Items from a data source:
────

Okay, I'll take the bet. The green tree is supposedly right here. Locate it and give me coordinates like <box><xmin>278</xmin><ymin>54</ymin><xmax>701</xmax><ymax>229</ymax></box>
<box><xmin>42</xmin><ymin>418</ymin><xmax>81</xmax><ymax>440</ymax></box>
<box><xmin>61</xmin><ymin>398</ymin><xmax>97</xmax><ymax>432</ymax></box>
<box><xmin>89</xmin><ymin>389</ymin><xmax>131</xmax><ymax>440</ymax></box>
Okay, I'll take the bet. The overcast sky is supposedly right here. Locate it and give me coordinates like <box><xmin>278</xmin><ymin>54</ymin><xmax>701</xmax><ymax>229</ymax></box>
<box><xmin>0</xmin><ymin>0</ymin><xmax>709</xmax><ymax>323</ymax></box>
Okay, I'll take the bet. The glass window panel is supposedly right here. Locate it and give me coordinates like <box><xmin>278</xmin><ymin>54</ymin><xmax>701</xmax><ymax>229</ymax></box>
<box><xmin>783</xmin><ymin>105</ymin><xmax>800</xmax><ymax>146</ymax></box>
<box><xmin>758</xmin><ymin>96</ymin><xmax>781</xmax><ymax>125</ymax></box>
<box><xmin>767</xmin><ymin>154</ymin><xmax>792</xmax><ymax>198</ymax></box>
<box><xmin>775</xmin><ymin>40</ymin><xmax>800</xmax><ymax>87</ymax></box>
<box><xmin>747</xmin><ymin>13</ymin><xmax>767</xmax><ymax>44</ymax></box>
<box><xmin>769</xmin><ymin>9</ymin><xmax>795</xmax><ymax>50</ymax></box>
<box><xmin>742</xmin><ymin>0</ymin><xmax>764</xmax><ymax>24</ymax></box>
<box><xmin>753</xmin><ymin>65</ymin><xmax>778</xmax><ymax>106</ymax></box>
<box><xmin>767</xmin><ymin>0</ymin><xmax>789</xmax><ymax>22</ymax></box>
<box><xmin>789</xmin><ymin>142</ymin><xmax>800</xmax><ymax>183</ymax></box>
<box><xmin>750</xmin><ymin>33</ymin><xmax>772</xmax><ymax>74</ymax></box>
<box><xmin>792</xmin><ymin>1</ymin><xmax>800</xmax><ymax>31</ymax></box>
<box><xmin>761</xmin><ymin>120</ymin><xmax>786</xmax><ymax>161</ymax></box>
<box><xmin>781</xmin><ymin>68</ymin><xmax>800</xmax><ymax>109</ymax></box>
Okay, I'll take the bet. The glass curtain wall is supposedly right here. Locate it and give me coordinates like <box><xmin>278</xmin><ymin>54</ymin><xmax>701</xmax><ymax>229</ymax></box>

────

Format all of the data above as a numbered list, omitting any blank lines.

### Reply:
1. Okay, I'll take the bet. The green tree is supposedly right here. Locate it and give me coordinates like <box><xmin>278</xmin><ymin>54</ymin><xmax>701</xmax><ymax>229</ymax></box>
2. <box><xmin>42</xmin><ymin>418</ymin><xmax>81</xmax><ymax>440</ymax></box>
3. <box><xmin>61</xmin><ymin>398</ymin><xmax>97</xmax><ymax>432</ymax></box>
4. <box><xmin>89</xmin><ymin>389</ymin><xmax>131</xmax><ymax>440</ymax></box>
5. Okay, I'll take the bet. The overcast sky is supposedly right here. Locate it and give me coordinates like <box><xmin>278</xmin><ymin>54</ymin><xmax>701</xmax><ymax>229</ymax></box>
6. <box><xmin>0</xmin><ymin>0</ymin><xmax>709</xmax><ymax>323</ymax></box>
7. Okay, I'll take the bet. The glass window panel is supposedly right here. Locate it and give me coordinates like <box><xmin>278</xmin><ymin>54</ymin><xmax>701</xmax><ymax>229</ymax></box>
8. <box><xmin>783</xmin><ymin>105</ymin><xmax>800</xmax><ymax>146</ymax></box>
9. <box><xmin>758</xmin><ymin>96</ymin><xmax>781</xmax><ymax>125</ymax></box>
10. <box><xmin>767</xmin><ymin>154</ymin><xmax>792</xmax><ymax>198</ymax></box>
11. <box><xmin>775</xmin><ymin>40</ymin><xmax>800</xmax><ymax>87</ymax></box>
12. <box><xmin>747</xmin><ymin>13</ymin><xmax>767</xmax><ymax>44</ymax></box>
13. <box><xmin>769</xmin><ymin>9</ymin><xmax>795</xmax><ymax>50</ymax></box>
14. <box><xmin>742</xmin><ymin>0</ymin><xmax>764</xmax><ymax>24</ymax></box>
15. <box><xmin>753</xmin><ymin>65</ymin><xmax>778</xmax><ymax>106</ymax></box>
16. <box><xmin>767</xmin><ymin>0</ymin><xmax>789</xmax><ymax>22</ymax></box>
17. <box><xmin>789</xmin><ymin>142</ymin><xmax>800</xmax><ymax>183</ymax></box>
18. <box><xmin>750</xmin><ymin>33</ymin><xmax>772</xmax><ymax>74</ymax></box>
19. <box><xmin>792</xmin><ymin>1</ymin><xmax>800</xmax><ymax>31</ymax></box>
20. <box><xmin>761</xmin><ymin>120</ymin><xmax>786</xmax><ymax>161</ymax></box>
21. <box><xmin>781</xmin><ymin>68</ymin><xmax>800</xmax><ymax>109</ymax></box>
22. Okay, I'll take the bet. The glass curtain wall is supposedly right here. Locate it and give me coordinates like <box><xmin>278</xmin><ymin>54</ymin><xmax>701</xmax><ymax>229</ymax></box>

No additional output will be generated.